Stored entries
▬▬▬

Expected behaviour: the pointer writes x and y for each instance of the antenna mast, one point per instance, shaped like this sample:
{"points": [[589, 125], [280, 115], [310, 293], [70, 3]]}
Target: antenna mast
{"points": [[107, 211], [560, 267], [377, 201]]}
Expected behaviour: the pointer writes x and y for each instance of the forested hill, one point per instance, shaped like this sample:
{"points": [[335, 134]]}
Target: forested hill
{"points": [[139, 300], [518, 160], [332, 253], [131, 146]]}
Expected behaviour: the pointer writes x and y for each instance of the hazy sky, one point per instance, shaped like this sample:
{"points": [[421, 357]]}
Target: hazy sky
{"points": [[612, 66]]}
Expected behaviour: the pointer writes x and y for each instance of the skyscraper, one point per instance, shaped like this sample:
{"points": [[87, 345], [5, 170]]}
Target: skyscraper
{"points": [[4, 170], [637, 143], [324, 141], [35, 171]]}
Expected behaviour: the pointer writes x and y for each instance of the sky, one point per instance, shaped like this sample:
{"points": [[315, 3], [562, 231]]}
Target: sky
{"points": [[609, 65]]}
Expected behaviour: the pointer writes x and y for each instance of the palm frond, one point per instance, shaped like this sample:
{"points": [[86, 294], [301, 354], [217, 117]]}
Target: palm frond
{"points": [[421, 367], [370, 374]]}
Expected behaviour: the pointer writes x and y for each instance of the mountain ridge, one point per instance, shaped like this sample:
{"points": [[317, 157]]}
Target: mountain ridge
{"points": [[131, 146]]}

▬▬▬

**Work task**. Copy here each line of the preceding records with "like" in it.

**Solution below**.
Expected behaviour: the pointer writes x and y for each instance of the antenna mast, one point per instance, shaped like this sample:
Expected behaviour: the pointer writes x and y for each instance of the forested hill, one point per instance, shaped like this sample:
Expected behaviour: the pointer writes x and y for each instance of the hazy sky, one point per instance, shaped like this sample:
Expected behaviour: the pointer writes x and y for each instance of the skyscraper, one point per instance, shaped like this sample:
Expected behaviour: the pointer writes x and y for each instance of the sky, one point per instance, shaped like this sample:
Expected behaviour: the pointer writes x and y for each instance of the palm frond, one point per instance, shaped like this sample:
Expected behaviour: the pointer writes x and y for each instance of the mountain ridge, one point per instance, shaped like this sample:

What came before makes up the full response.